— Start of PAGE —
Harvesting ADT data to VITAL
1 About this document
- Author
- Bron Dye, RUBRIC Technical Officer
- Tim McCallum, RUBRIC Technical Officer
- Purpose
- This technical report outlines how to use the ADT Harvest script to harvest items from an ADT repository for import to VITAL3.1
- Audience
- RUBRIC Project Partners and other users of ADT
- Requirements
- Access to an ADT website
- Python 2.4 installed on the system running the harvest and on the system containing the Fedora repository (where the ingest will take place)
- The libxml2 library, including the Python bindings, installed on the system to run the harvest
- Ensure pdf2text module is installed
- An instance of VITAL3.1 for ingest
- References
- Official ADT website
- http://adt.caul.edu.au/
- Official VITAL website at VTLS
- http://www.vtls.com/Products/vital.shtml
- Documentation on the FOXML (Fedora Object XML) specification
- http://www.fedora.info/download/2.1.1/userdocs/digitalobjects/introFOXML.html
- Official Python website
- http://www.python.org/
- Official libxml2 website
- http://xmlsoft.org/python.html
- Official py.test tool and library website
- http://codespeak.net/py/current/doc/test.html
- Official Subversion website
- http://subversion.tigris.org/
- Notes
- The ADT harvesting scripts have been developed on a Linux based system. Python is a cross platform programming language and therefore the scripts should also run under Microsoft Windows, and the OSX operating systems. This has not been tested.
— End of PAGE —
— Start of EXTRACTED MATERIAL —
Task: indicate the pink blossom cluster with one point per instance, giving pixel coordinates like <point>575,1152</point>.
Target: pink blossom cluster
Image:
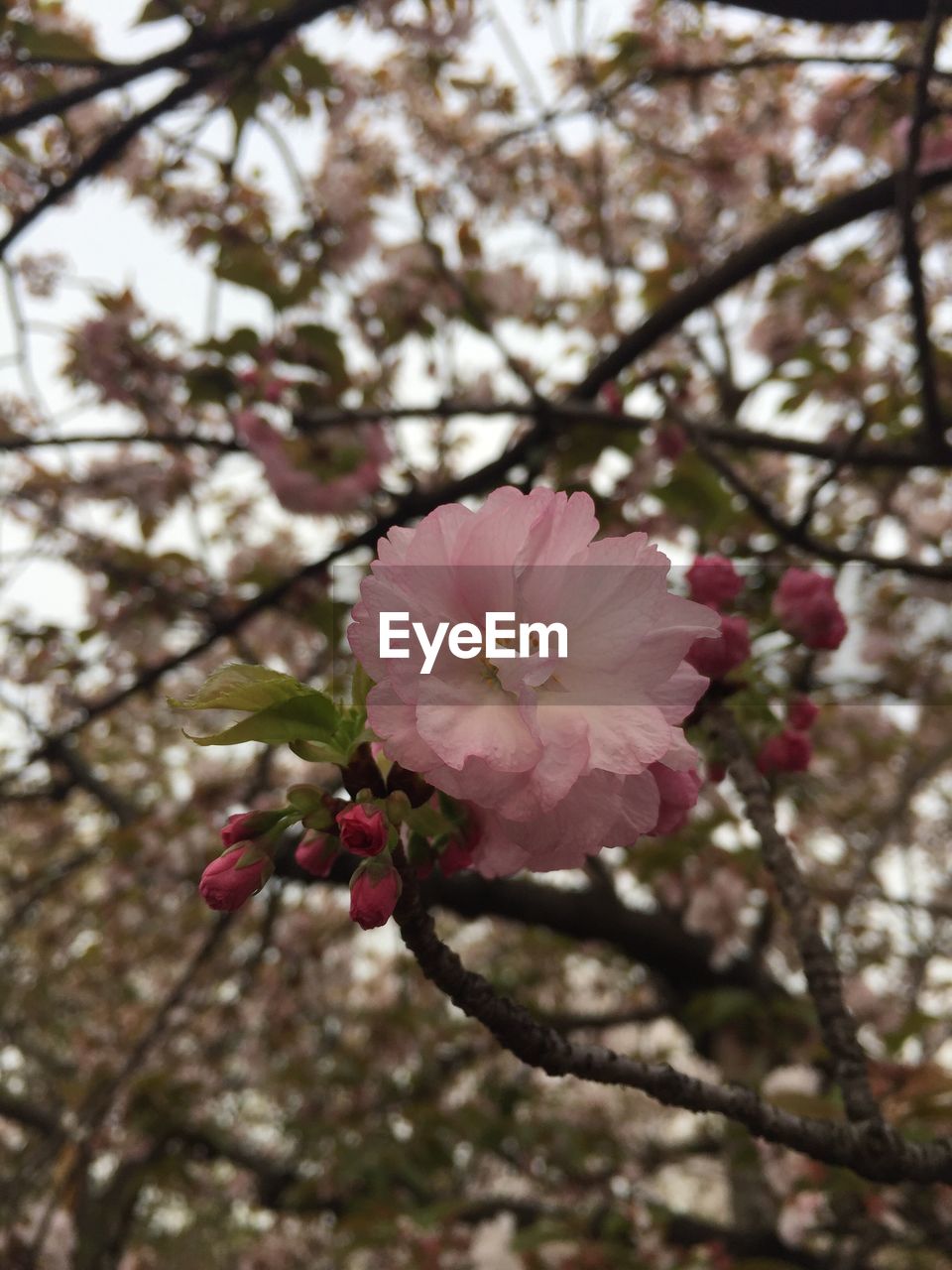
<point>791,749</point>
<point>552,761</point>
<point>715,581</point>
<point>330,472</point>
<point>805,604</point>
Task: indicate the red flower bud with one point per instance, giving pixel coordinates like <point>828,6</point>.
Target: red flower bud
<point>801,714</point>
<point>714,580</point>
<point>612,397</point>
<point>676,793</point>
<point>805,606</point>
<point>245,826</point>
<point>316,853</point>
<point>375,890</point>
<point>785,752</point>
<point>716,656</point>
<point>235,876</point>
<point>363,829</point>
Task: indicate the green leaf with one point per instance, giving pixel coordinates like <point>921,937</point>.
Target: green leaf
<point>311,717</point>
<point>428,821</point>
<point>243,688</point>
<point>154,12</point>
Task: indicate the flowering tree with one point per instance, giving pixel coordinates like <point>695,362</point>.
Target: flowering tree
— End of EXTRACTED MATERIAL —
EXERCISE A -
Please list every requirement that the ADT harvesting document above gives for running the harvest.
EXERCISE B -
Translate this sentence from the ADT harvesting document into Spanish: "Python is a cross platform programming language and therefore the scripts should also run under Microsoft Windows, and the OSX operating systems."
EXERCISE C -
Does each statement agree with the ADT harvesting document? Answer yes or no, and quote the words that decide it.
(i) The harvesting scripts were developed on a Linux based system.
(ii) The scripts have been tested under Microsoft Windows.
(iii) Python 2.4 is needed only on the system running the harvest.

FINAL ANSWER A -
- Access to an ADT website
- Python 2.4 installed on the system running the harvest and on the system containing the Fedora repository (where the ingest will take place)
- The libxml2 library, including the Python bindings, installed on the system to run the harvest
- Ensure pdf2text module is installed
- An instance of VITAL3.1 for ingest

FINAL ANSWER B -
Python es un lenguaje de programación multiplataforma y, por lo tanto, los scripts también deberían ejecutarse en Microsoft Windows y en los sistemas operativos OSX.

FINAL ANSWER C -
(i) Yes: "The ADT harvesting scripts have been developed on a Linux based system."
(ii) No: "This has not been tested."
(iii) No: "Python 2.4 installed on the system running the harvest and on the system containing the Fedora repository"